**WORK ORDER A:** In the CARES Act post, rewrite the passage from "What's in the" up to and including "Individuals (§ 2201)", substituting "intricate" for "complex".
**WORK ORDER B:** Extend the post on the CARES Act's individual tax provisions past its final sentence.
SELECTED TEXT below:
Sunday, March 29, 2020

What's in the CARES Act? Part One - Individual Tax Provisions

On Friday, March 27, 2020, the President signed into law H.R. 748, the Coronavirus Aid, Relief, and Economic Security (“CARES”) Act. The CARES Act contains a number of relief provisions—including tax provisions—designed to sustain Americans during the COVID-19 health and economic crisis. The law is complex, but this post provides an overview of key individual tax provisions included in the law. Future posts will detail the business tax provisions, as well as special provisions impacting rural America.

Rebates for Individuals (§ 2201)

The most wide-reaching provision in the law provides “2020 recovery rebates for individuals.” These rebates, which are characterized as credits against 2020 taxable income, will be issued in the amount of $1,200 for “eligible individuals” or $2,400 for “eligible individuals” filing a joint return.  In addition, “eligible individuals” will receive $500 for each “qualifying child,” as defined by IRC § 24(c), for purposes of the child tax credit. This generally includes dependent children under the age of 17 for whom the individual has a social security number.
End of SELECTED TEXT.
DATA EXCERPT below:
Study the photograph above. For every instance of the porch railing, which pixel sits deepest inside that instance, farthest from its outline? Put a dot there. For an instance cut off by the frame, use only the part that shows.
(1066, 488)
End of DATA EXCERPT.
**WRITTEN ANSWER A:**
What's in the CARES Act? Part One - Individual Tax Provisions

On Friday, March 27, 2020, the President signed into law H.R. 748, the Coronavirus Aid, Relief, and Economic Security (“CARES”) Act. The CARES Act contains a number of relief provisions—including tax provisions—designed to sustain Americans during the COVID-19 health and economic crisis. The law is intricate, but this post provides an overview of key individual tax provisions included in the law. Future posts will detail the business tax provisions, as well as special provisions impacting rural America.

Rebates for Individuals (§ 2201)

**WRITTEN ANSWER B:**
“Eligible individuals” include “any individual” except for:
  • Nonresident alien individuals
  • Individuals who can be considered a dependent of another individual
  • An Estate or Trust

AGI Phaseout

The amount of the recovery rebate credit is reduced by five percent of the amount by which a taxpayer’s adjusted gross income exceeds $150,000 for joint return filers, $112,500 for those filing head of household, or $75,000 for other taxpayers.
The recovery rebate is to be “treated as allowed” as a refundable tax credit.
Note: Although called a “credit against 2020 taxable income,” recovery rebate credits are wholly refundable credits for which no taxable income is required.